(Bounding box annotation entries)
━━━━━━━━━━━━━━━━━━━━
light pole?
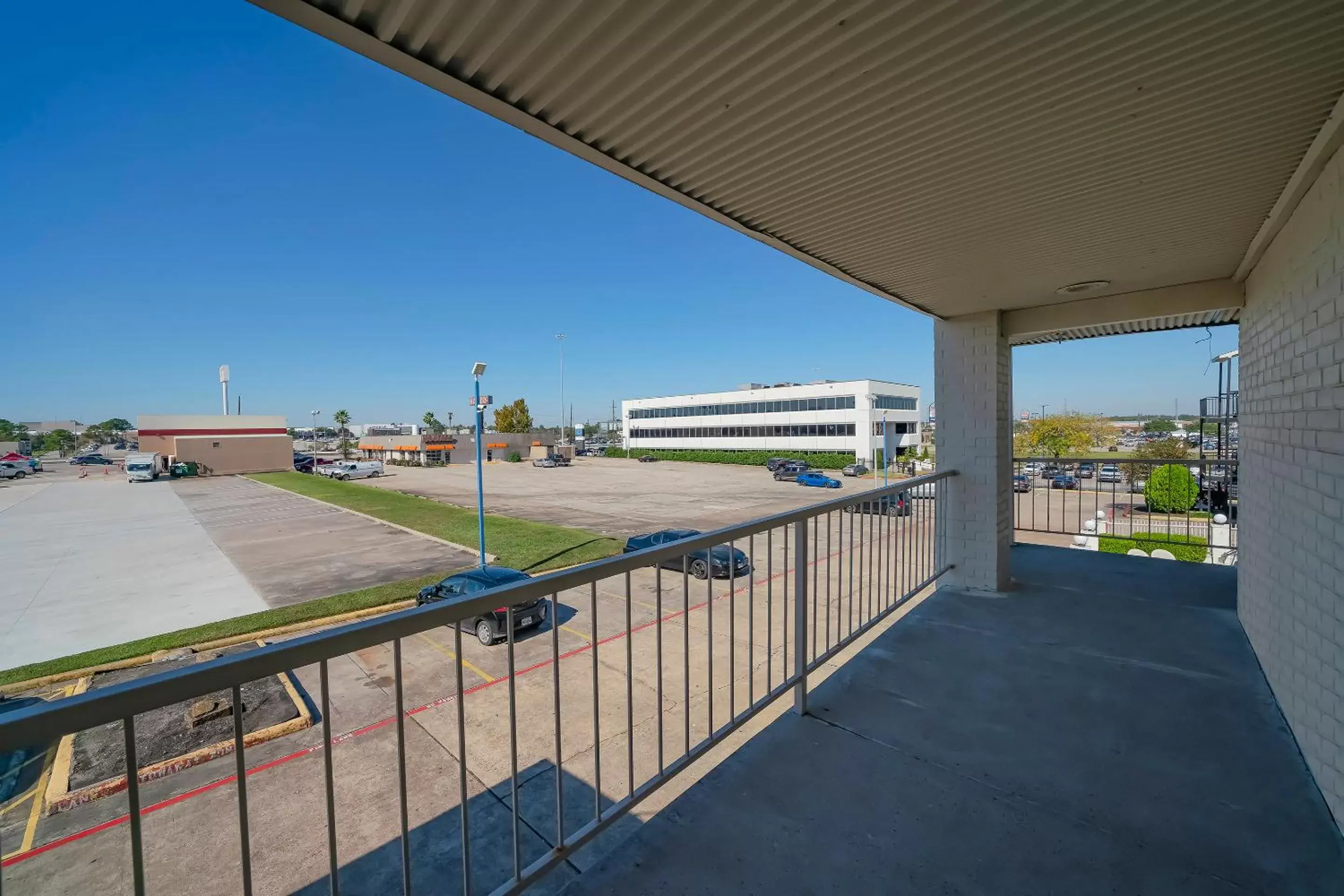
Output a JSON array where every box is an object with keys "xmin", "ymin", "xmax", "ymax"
[
  {"xmin": 472, "ymin": 361, "xmax": 489, "ymax": 570},
  {"xmin": 555, "ymin": 333, "xmax": 565, "ymax": 445}
]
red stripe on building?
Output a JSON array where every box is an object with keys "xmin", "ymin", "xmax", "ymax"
[{"xmin": 140, "ymin": 426, "xmax": 289, "ymax": 438}]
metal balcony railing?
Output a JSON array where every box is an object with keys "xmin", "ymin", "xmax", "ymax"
[
  {"xmin": 1199, "ymin": 392, "xmax": 1239, "ymax": 419},
  {"xmin": 0, "ymin": 470, "xmax": 954, "ymax": 893},
  {"xmin": 1012, "ymin": 454, "xmax": 1238, "ymax": 549}
]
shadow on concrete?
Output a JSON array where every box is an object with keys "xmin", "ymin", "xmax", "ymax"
[
  {"xmin": 567, "ymin": 544, "xmax": 1344, "ymax": 895},
  {"xmin": 294, "ymin": 760, "xmax": 640, "ymax": 896}
]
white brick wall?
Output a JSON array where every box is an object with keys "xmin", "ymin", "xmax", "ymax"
[
  {"xmin": 934, "ymin": 312, "xmax": 1012, "ymax": 591},
  {"xmin": 1236, "ymin": 144, "xmax": 1344, "ymax": 825}
]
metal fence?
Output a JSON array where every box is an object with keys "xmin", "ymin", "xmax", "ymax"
[
  {"xmin": 0, "ymin": 470, "xmax": 954, "ymax": 893},
  {"xmin": 1012, "ymin": 455, "xmax": 1238, "ymax": 551}
]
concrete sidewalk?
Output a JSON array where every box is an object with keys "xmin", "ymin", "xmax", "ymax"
[
  {"xmin": 566, "ymin": 546, "xmax": 1344, "ymax": 895},
  {"xmin": 0, "ymin": 477, "xmax": 266, "ymax": 669}
]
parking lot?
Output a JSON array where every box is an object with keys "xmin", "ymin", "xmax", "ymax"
[
  {"xmin": 0, "ymin": 486, "xmax": 933, "ymax": 893},
  {"xmin": 0, "ymin": 473, "xmax": 473, "ymax": 669},
  {"xmin": 362, "ymin": 457, "xmax": 882, "ymax": 537}
]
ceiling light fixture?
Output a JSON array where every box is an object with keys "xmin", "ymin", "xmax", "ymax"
[{"xmin": 1055, "ymin": 280, "xmax": 1110, "ymax": 295}]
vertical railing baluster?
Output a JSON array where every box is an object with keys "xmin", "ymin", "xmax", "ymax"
[
  {"xmin": 453, "ymin": 622, "xmax": 470, "ymax": 896},
  {"xmin": 551, "ymin": 591, "xmax": 565, "ymax": 847},
  {"xmin": 793, "ymin": 518, "xmax": 808, "ymax": 716},
  {"xmin": 826, "ymin": 511, "xmax": 828, "ymax": 650},
  {"xmin": 747, "ymin": 533, "xmax": 756, "ymax": 708},
  {"xmin": 625, "ymin": 571, "xmax": 634, "ymax": 797},
  {"xmin": 704, "ymin": 546, "xmax": 718, "ymax": 740},
  {"xmin": 392, "ymin": 638, "xmax": 411, "ymax": 896},
  {"xmin": 123, "ymin": 716, "xmax": 145, "ymax": 896},
  {"xmin": 728, "ymin": 540, "xmax": 738, "ymax": 724},
  {"xmin": 317, "ymin": 659, "xmax": 340, "ymax": 896},
  {"xmin": 504, "ymin": 603, "xmax": 523, "ymax": 882},
  {"xmin": 681, "ymin": 556, "xmax": 691, "ymax": 755},
  {"xmin": 765, "ymin": 529, "xmax": 774, "ymax": 694},
  {"xmin": 234, "ymin": 685, "xmax": 252, "ymax": 896},
  {"xmin": 588, "ymin": 581, "xmax": 602, "ymax": 821},
  {"xmin": 653, "ymin": 566, "xmax": 663, "ymax": 775}
]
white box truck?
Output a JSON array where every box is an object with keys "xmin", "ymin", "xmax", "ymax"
━━━━━━━━━━━━━━━━━━━━
Objective:
Rewrite the lines from the one holding "white box truck?" through the end of the data, inclusive, changing "truck" to "van" and leaving everything else as it is.

Full response:
white box van?
Output a JSON array where every box is an object with keys "xmin", "ymin", "xmax", "ymax"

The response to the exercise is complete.